» **Description of the task**:
Please go through the material below, locate each line that contains the word "yellow", and copy those lines.

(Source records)
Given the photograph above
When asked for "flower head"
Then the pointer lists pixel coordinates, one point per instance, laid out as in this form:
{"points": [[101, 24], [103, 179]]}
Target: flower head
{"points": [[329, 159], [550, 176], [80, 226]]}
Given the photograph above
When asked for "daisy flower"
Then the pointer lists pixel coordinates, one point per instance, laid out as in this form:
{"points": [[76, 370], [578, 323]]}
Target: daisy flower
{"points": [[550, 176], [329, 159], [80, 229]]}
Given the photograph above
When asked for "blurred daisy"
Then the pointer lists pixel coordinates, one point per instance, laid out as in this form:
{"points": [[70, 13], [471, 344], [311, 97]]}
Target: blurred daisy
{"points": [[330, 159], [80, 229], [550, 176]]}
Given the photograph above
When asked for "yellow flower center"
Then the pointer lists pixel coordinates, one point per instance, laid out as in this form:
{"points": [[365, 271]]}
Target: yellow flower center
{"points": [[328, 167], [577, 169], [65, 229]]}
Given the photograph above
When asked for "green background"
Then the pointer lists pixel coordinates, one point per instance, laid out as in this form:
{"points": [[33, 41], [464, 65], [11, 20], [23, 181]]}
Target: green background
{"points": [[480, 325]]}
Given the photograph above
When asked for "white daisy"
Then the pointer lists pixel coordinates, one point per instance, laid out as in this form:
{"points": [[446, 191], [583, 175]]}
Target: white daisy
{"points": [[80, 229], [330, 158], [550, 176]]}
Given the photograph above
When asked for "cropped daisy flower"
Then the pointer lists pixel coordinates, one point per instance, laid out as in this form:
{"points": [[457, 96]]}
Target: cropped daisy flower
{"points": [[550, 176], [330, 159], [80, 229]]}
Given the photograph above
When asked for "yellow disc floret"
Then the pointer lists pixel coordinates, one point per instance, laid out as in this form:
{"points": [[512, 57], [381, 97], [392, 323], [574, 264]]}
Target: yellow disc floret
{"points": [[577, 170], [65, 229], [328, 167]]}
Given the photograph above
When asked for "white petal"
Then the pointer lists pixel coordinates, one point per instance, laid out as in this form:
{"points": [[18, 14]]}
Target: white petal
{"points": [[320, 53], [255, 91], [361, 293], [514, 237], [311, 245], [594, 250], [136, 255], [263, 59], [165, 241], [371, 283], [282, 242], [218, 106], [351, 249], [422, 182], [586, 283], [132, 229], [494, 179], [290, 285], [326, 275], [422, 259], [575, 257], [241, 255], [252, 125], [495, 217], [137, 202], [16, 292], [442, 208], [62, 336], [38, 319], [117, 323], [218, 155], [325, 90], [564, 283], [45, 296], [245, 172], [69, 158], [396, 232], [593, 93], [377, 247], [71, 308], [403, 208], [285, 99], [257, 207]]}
--
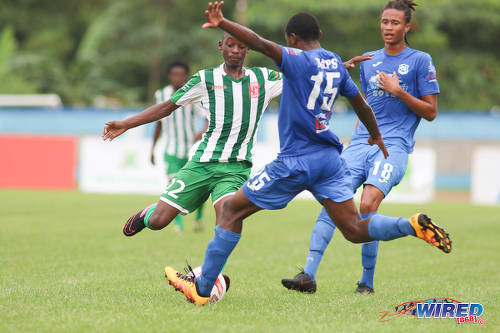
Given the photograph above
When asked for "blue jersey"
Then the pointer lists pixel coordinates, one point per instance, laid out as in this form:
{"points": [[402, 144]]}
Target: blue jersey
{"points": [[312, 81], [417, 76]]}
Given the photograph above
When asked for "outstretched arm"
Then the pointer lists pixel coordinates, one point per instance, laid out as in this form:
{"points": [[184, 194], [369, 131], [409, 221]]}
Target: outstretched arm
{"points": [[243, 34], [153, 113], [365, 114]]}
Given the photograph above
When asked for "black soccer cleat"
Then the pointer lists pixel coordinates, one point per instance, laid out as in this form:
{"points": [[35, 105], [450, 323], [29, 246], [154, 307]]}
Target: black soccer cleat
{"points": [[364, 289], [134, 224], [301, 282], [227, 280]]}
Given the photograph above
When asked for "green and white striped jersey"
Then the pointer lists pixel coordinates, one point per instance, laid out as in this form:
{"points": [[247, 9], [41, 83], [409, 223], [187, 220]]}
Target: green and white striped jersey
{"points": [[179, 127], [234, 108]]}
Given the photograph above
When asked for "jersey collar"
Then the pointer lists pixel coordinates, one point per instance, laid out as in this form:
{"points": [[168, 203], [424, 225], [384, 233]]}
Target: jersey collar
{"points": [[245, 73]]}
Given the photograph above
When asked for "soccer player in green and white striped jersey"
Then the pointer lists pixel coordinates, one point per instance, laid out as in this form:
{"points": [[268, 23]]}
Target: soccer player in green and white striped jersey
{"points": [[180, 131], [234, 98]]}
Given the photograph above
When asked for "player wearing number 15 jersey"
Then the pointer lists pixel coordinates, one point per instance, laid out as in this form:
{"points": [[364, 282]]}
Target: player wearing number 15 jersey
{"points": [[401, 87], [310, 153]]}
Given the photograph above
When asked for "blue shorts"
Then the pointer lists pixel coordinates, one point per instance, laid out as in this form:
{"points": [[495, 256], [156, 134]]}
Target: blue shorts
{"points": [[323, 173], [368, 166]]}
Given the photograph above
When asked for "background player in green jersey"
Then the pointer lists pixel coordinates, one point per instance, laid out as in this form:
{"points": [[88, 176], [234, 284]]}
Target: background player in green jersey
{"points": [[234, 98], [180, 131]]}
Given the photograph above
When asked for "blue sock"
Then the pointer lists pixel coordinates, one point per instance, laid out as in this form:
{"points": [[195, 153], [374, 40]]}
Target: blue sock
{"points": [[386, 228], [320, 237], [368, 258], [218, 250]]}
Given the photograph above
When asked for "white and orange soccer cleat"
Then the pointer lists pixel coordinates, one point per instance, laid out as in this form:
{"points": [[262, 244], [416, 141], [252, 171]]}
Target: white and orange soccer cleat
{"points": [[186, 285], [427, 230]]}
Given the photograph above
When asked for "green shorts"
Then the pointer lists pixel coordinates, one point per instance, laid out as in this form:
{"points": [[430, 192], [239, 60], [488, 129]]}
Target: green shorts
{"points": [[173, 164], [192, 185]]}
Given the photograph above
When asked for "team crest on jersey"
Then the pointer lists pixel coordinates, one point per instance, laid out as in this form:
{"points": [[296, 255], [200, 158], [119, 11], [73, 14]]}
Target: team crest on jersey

» **Exercise result**:
When asked for "yellow flower center"
Target: yellow flower center
When asked for "yellow disc floret"
Target: yellow disc floret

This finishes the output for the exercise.